• Brief
Can you render the lines below as a JSON list of strings, one string per line with blank lines left out, starting at the line that has "Target: tool on workbench" and running through the last line of the records?

------------------------------------------------------------------------

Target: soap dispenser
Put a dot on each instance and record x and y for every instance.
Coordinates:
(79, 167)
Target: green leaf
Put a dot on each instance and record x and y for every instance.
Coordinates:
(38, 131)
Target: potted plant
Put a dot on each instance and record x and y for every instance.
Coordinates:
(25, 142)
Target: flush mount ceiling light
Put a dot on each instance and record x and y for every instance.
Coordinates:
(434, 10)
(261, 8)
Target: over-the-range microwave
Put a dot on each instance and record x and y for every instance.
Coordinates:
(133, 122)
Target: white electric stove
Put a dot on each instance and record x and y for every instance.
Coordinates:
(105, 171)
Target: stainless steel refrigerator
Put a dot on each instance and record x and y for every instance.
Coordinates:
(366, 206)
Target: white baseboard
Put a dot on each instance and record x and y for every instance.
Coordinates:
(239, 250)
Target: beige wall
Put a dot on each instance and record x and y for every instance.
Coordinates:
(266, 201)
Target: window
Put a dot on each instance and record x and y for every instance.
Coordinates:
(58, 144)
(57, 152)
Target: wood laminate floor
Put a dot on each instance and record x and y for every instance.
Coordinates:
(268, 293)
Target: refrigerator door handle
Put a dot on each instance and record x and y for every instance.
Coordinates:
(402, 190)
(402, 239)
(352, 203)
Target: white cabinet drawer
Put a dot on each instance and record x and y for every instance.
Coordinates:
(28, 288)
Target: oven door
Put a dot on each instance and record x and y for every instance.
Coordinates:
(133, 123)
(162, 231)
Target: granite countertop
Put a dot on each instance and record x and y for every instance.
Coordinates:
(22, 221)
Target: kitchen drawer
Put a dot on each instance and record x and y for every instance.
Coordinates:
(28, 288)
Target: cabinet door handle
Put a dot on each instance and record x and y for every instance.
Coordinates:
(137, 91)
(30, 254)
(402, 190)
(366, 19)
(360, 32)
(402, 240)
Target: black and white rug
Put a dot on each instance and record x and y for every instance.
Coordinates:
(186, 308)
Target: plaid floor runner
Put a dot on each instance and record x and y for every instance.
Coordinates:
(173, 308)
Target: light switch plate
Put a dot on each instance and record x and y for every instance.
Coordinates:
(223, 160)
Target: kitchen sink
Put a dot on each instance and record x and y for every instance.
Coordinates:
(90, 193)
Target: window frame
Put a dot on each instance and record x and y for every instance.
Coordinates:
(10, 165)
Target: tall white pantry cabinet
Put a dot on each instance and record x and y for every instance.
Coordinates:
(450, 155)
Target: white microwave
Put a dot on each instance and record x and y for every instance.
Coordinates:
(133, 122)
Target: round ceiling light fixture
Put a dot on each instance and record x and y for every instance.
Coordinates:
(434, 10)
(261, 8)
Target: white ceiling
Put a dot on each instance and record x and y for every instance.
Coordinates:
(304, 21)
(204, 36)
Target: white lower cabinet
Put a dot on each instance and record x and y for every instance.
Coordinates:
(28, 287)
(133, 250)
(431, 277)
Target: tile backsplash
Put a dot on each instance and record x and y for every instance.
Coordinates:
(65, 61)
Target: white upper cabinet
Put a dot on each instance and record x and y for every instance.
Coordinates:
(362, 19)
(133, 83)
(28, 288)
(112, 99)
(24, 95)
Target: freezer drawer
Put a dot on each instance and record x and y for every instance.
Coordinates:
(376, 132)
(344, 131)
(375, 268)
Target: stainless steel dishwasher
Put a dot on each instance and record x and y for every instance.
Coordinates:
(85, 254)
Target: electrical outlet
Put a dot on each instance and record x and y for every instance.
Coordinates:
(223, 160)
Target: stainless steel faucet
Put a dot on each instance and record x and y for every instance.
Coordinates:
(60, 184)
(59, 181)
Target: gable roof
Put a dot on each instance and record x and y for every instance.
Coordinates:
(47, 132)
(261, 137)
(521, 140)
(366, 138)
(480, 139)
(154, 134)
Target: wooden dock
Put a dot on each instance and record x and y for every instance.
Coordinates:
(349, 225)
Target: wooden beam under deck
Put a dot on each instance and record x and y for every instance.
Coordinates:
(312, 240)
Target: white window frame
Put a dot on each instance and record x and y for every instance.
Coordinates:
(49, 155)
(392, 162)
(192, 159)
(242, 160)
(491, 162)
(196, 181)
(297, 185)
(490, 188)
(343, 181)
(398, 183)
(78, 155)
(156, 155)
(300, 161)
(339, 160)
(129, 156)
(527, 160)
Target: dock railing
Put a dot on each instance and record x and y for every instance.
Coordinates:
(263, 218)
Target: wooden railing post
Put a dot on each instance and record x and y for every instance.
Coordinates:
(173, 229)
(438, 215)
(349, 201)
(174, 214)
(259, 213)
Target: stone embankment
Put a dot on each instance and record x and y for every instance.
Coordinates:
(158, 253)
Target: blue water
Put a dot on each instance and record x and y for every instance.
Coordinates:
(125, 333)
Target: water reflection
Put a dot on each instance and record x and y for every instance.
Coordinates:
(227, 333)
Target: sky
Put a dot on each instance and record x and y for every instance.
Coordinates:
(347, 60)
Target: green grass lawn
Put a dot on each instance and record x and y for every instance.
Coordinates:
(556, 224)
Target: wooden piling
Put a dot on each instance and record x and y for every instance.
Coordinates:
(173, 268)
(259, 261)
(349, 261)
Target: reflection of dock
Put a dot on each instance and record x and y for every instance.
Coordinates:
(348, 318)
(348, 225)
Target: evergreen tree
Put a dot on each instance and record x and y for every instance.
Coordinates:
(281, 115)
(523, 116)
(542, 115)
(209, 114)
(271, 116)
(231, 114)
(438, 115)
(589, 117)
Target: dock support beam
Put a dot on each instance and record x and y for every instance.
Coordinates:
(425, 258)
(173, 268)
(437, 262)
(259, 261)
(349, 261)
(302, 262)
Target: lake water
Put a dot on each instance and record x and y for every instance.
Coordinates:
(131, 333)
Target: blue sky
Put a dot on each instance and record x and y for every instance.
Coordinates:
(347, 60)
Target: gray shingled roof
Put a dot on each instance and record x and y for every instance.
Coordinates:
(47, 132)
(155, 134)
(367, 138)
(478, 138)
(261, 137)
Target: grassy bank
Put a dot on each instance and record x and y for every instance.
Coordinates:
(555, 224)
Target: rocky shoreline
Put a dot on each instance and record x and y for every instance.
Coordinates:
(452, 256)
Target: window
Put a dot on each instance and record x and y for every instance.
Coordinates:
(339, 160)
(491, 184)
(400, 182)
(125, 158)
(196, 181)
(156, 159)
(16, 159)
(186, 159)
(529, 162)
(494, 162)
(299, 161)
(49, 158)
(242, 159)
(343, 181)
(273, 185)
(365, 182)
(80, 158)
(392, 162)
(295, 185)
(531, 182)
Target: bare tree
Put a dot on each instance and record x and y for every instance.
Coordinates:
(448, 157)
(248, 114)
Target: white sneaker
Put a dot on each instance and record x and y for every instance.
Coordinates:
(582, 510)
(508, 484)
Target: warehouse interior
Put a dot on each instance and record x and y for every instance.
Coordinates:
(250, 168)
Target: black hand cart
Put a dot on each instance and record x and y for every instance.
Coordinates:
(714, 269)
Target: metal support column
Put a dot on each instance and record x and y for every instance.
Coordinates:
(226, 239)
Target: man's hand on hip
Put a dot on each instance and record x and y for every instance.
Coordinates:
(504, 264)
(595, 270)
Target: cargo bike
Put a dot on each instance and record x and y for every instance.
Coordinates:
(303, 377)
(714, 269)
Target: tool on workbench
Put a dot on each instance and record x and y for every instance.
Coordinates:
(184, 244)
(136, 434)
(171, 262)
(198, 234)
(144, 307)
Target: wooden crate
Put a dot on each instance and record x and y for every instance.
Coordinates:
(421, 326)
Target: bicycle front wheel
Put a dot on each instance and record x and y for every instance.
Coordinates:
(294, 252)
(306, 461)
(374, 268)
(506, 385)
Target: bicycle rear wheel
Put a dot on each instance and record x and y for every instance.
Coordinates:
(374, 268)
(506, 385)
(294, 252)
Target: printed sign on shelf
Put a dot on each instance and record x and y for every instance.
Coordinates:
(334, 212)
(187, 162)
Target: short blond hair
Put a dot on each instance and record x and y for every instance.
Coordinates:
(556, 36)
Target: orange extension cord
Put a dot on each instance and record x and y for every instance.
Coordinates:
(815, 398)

------------------------------------------------------------------------

• Response
[
  "Target: tool on workbench",
  "Put a dot on each instance and record x and y for every instance.",
  "Coordinates:",
  "(184, 244)",
  "(136, 434)",
  "(171, 262)",
  "(198, 234)",
  "(144, 307)",
  "Target: wooden crate",
  "Put a dot on each instance and record x and y for every instance.",
  "Coordinates:",
  "(421, 326)",
  "Target: bicycle front wheel",
  "Put a dot on each instance and record x and y for every instance.",
  "Coordinates:",
  "(294, 252)",
  "(306, 461)",
  "(374, 268)",
  "(506, 385)",
  "Target: bicycle rear wheel",
  "Put a dot on each instance and record x and y for every instance.",
  "Coordinates:",
  "(374, 268)",
  "(506, 385)",
  "(294, 252)",
  "Target: printed sign on shelf",
  "Put a dot on each instance and record x and y for every instance.",
  "Coordinates:",
  "(334, 212)",
  "(187, 162)",
  "Target: short blond hair",
  "Put a dot on each instance and record x and y for every instance.",
  "Coordinates:",
  "(556, 36)",
  "Target: orange extension cord",
  "Put a dot on each instance and record x and y for every instance.",
  "Coordinates:",
  "(815, 398)"
]